**Tarefas a cumprir:**
[A] Liste todas as etapas que, segundo o trecho sobre julgamentos de homicídios no DF, fazem parte do processo por trás de cada julgamento.
[B] Prossiga com o trecho sobre julgamentos de homicídios no DF a partir do ponto em que ele termina.

**Trecho:**
# # # # # # #
Por quanto tempo você esperaria ver a justiça sendo feita em um caso de homicídio? Meses? Anos? Para familiares de vítimas, um dia pode parecer uma eternidade. Mas, por trás de cada julgamento, há um processo complexo, que inclui um trabalho minucioso de investigação, ação penal, direito à defesa e fixação da pena.
Um estudo inédito do Ministério Público do DF (MPDFT) e obtido com exclusividade pelo Correio lança luz ao funcionamento e à compreensão de como o sistema de Justiça criminal lida com os crimes contra a vida. Na primeira edição, foram analisados 421 inquéritos de homicídios consumados em 2018. O levantamento revela que a capital está à frente do restante do país: o tempo mediano entre a solução do crime e o julgamento é de 742,5 dias (menos de dois anos), enquanto, no Brasil, a média ultrapassa seis anos (veja números).
# # # # # # #
(Dados de origem)

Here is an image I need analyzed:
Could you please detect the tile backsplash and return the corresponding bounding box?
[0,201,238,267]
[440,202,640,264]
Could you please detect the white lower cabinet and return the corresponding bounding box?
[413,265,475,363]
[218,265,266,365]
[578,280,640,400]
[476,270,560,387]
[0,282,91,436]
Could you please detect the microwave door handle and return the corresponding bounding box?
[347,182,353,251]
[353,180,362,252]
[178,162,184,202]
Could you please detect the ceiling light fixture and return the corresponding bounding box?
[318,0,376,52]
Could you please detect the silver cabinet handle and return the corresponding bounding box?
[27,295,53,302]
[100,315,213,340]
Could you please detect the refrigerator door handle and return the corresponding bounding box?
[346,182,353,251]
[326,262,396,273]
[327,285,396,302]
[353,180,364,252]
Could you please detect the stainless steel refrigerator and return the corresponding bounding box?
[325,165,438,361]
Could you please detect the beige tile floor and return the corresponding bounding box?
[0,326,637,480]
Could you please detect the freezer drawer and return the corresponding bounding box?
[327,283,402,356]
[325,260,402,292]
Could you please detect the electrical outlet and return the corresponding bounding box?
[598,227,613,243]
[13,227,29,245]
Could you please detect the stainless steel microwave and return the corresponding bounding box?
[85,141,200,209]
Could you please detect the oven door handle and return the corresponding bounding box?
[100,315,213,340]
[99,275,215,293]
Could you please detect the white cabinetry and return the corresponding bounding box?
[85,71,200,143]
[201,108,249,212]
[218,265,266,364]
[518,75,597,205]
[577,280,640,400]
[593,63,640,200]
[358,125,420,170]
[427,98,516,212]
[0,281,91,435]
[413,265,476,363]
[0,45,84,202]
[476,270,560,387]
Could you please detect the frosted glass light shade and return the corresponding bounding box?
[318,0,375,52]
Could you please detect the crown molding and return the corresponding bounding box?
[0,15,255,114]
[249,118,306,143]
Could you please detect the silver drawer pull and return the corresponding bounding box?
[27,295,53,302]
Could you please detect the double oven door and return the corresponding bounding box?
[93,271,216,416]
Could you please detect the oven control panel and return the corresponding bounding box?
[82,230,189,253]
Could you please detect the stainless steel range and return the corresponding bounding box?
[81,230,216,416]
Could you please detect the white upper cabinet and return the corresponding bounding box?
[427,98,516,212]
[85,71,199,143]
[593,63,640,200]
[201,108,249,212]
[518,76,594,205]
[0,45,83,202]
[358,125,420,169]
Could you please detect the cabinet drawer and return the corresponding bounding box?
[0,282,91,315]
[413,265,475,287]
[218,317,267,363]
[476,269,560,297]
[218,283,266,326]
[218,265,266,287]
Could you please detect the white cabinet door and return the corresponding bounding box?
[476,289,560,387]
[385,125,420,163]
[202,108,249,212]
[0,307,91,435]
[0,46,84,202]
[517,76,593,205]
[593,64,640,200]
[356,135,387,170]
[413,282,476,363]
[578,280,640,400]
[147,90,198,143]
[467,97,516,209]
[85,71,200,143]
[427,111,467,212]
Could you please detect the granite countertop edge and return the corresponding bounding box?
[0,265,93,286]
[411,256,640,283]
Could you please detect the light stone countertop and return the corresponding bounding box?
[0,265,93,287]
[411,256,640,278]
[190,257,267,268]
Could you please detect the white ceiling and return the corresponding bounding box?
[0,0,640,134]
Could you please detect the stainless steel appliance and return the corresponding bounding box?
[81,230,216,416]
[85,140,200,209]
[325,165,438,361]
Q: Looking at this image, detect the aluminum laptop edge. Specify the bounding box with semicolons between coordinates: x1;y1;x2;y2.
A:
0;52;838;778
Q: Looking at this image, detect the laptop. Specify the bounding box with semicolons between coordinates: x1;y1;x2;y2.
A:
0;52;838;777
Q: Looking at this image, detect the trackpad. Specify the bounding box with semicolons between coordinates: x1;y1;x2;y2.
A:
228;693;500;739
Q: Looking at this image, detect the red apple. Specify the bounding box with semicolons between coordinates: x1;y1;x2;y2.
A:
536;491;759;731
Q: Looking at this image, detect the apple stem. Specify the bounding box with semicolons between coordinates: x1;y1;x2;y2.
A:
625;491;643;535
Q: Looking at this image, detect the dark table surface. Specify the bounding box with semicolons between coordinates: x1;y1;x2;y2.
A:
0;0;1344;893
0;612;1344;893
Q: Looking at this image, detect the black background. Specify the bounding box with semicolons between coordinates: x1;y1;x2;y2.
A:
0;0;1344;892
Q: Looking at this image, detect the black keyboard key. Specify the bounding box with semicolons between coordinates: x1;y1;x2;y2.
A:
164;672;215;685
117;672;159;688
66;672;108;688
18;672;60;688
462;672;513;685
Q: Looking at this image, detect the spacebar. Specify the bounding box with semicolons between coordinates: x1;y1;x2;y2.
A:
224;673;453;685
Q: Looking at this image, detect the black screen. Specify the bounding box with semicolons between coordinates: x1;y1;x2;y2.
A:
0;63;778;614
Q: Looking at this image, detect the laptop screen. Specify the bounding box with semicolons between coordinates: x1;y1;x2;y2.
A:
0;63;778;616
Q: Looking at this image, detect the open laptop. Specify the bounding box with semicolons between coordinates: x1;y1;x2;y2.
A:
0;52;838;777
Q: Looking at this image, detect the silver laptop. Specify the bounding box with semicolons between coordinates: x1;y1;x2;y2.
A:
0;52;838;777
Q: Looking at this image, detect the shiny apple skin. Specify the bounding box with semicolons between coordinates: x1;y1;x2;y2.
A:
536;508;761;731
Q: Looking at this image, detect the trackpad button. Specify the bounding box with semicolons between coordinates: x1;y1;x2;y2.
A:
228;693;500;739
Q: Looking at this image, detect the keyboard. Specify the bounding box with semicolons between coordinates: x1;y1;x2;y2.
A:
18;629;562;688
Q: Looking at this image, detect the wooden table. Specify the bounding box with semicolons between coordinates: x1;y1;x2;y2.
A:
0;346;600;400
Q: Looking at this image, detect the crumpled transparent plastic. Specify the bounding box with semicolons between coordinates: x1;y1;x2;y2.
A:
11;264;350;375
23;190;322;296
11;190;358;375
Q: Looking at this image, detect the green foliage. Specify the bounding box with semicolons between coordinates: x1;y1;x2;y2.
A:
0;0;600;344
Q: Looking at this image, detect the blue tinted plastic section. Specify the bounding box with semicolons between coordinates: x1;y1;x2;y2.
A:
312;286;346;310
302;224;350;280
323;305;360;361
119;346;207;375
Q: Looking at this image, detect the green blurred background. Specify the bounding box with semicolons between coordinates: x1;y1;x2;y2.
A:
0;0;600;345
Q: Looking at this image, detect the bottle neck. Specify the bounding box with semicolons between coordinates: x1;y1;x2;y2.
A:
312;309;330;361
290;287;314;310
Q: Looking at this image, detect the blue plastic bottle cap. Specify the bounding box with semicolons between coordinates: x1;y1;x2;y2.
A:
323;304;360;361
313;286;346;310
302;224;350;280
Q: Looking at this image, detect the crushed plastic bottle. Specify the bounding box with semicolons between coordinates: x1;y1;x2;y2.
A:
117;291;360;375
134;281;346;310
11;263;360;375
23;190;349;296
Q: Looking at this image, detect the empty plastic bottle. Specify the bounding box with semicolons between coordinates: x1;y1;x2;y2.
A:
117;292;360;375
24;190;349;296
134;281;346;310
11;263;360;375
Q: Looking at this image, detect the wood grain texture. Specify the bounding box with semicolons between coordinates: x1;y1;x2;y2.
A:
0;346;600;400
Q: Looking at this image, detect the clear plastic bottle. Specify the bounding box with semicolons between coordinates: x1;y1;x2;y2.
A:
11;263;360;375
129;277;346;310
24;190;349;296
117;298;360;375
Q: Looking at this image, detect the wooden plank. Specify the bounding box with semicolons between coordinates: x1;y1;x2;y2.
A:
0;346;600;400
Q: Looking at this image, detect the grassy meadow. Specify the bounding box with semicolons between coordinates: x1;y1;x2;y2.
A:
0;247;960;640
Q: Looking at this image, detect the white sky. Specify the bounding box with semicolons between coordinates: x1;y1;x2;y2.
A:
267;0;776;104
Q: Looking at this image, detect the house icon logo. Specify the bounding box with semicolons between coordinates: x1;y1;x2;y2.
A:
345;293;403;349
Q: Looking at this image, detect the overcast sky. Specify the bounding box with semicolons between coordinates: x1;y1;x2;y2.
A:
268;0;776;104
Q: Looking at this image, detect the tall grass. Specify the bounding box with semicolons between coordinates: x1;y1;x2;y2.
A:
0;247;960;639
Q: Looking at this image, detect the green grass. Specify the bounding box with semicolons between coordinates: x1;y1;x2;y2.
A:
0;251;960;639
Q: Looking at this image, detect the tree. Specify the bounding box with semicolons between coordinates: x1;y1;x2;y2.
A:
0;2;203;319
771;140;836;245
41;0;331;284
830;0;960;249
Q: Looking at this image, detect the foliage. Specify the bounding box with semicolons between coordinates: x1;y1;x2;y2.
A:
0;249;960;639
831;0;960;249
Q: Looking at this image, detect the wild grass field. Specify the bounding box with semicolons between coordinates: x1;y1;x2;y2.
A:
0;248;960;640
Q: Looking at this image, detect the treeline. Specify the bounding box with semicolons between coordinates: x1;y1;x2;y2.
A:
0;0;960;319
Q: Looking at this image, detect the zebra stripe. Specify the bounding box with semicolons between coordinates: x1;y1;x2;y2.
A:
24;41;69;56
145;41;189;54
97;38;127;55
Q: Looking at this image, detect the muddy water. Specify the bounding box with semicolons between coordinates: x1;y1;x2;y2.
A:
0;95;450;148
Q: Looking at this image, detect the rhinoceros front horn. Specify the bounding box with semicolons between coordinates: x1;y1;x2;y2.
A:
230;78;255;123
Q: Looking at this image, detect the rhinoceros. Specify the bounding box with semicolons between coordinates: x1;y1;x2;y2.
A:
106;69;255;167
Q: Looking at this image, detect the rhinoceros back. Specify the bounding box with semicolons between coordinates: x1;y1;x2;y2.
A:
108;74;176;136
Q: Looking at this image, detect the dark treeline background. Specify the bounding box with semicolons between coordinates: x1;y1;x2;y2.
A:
# # # # # # #
**Respostas das tarefas:**
[A] Trabalho minucioso de investigação, ação penal, direito à defesa e fixação da pena.

[B]
Processo criminal
Muito além dos números, é fundamental compreender o desenrolar de um processo. Quando ocorre um assassinato, a Polícia Civil do DF inicia a investigação para identificar a autoria e esclarecer as circunstâncias do crime. As provas são analisadas por um promotor do Ministério Público, que decide entre apresentar a denúncia ou arquivar o caso. O processo penal só se inicia de fato quando há a formalização da acusação, e cabe ao juiz avaliar.
Em 2018, as 34 delegacias circunscricionais do DF e a Coordenação e Repressão a Homicídios (CHPP) instauraram 421 inquéritos de homicídios consumados. Naquele ano, 435 pessoas foram assassinadas na capital. Nos quatro anos seguintes, notou-se uma redução nos índices: 2019 (390 mortes), 2020 (337), 2021 (286) e 2022 (241). Esse decréscimo nos números acompanha o percentual de inquéritos resolvidos, que mantém uma taxa entre 62% e 70% de casos solucionados.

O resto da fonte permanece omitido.